▶ [Document passage]
★ ★ ★ ★

Mickaël Gouin is a Canadian actor and television writer from Drummondville, Quebec. He is most noted for his role in the sketch comedy series SNL Québec, the Quebec adaptation of Saturday Night Live, and its spinoff Le nouveau show.

He has also appeared in the films Our Loved Ones (Nos êtres chers), Nelly, Barefoot at Dawn (Pieds nus dans l'aube),  Underground (Souterrain), The Greatest Country in the World (Le meilleur pays du monde) and Lines of Escape (Lignes de fuite), the television series 19-2, Mon ex à moi, Hubert et Fanny, En tout cas and Escouade 99, and the web series Pitch, 7$ par jour, La règle de 3 and Adulthood (L'Âge adulte). He won a Prix Gémeaux for Best Original Series Produced for Digital Media: Comedy, Variety in 2014 as a co-creator of Pitch.

★ ★ ★ ★

▶ [Stated exercise]
Please answer these questions about the Mickaël Gouin passage:
1. Which Quebec town is he from?
2. What award did he win in 2014?
3. As what was he credited on Pitch when he won that award?
The listing that comes next was taken from a different source.

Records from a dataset

★ ★ ★ ★

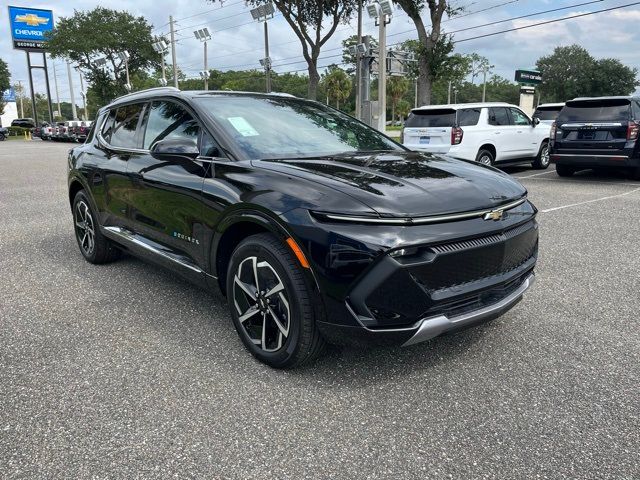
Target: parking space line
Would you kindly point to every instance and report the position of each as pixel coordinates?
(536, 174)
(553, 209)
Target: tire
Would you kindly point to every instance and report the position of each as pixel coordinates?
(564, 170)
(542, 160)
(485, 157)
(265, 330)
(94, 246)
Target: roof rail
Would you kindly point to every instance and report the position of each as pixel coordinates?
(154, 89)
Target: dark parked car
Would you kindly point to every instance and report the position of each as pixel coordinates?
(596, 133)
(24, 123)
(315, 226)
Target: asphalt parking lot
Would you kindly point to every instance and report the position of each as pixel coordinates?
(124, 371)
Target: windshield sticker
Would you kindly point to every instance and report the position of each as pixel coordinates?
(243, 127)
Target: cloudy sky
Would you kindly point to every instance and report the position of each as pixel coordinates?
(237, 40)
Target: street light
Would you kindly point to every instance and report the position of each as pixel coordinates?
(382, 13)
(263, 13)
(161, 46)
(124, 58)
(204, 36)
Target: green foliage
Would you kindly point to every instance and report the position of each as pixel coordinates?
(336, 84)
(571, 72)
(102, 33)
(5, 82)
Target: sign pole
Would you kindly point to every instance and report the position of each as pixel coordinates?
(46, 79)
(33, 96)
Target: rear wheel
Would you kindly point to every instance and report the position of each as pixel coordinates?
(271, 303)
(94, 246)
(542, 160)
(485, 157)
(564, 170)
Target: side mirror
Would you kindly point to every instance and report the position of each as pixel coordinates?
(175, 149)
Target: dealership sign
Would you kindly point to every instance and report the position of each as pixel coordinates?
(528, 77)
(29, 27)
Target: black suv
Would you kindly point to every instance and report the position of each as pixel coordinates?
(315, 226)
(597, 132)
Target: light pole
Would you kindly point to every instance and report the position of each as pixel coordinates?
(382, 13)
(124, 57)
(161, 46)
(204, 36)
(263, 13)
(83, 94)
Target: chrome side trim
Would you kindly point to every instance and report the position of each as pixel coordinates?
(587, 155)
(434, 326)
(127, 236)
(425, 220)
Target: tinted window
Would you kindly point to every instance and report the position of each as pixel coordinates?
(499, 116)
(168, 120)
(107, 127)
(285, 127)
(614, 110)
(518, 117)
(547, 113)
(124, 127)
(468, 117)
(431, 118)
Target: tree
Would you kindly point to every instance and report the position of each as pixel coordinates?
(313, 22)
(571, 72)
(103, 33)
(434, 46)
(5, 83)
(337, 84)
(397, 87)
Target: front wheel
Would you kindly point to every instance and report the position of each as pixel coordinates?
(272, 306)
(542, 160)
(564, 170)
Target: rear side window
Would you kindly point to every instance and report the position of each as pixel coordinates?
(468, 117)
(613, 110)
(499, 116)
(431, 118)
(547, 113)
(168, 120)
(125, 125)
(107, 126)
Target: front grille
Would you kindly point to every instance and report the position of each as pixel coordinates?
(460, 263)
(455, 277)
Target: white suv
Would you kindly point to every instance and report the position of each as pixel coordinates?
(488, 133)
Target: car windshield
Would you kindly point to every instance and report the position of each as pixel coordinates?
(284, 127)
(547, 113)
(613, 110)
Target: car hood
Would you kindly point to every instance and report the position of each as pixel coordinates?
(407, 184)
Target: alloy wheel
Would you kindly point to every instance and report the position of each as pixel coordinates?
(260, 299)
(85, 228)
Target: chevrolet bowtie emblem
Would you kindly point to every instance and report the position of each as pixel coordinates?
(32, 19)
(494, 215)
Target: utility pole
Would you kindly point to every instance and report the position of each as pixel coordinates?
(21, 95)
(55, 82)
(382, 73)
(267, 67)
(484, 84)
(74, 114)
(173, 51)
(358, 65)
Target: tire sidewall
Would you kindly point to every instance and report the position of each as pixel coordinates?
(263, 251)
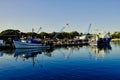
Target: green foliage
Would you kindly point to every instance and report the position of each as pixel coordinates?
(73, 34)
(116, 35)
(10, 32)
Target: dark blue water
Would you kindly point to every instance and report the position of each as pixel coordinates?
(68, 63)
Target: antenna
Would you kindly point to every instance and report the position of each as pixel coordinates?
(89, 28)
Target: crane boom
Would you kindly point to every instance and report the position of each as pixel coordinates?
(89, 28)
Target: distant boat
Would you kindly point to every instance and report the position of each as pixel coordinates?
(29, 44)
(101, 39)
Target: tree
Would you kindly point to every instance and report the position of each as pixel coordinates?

★ ★ ★ ★

▶ [Answer to the exercise]
1. Drummondville
2. A Prix Gémeaux for Best Original Series Produced for Digital Media: Comedy, Variety
3. As a co-creator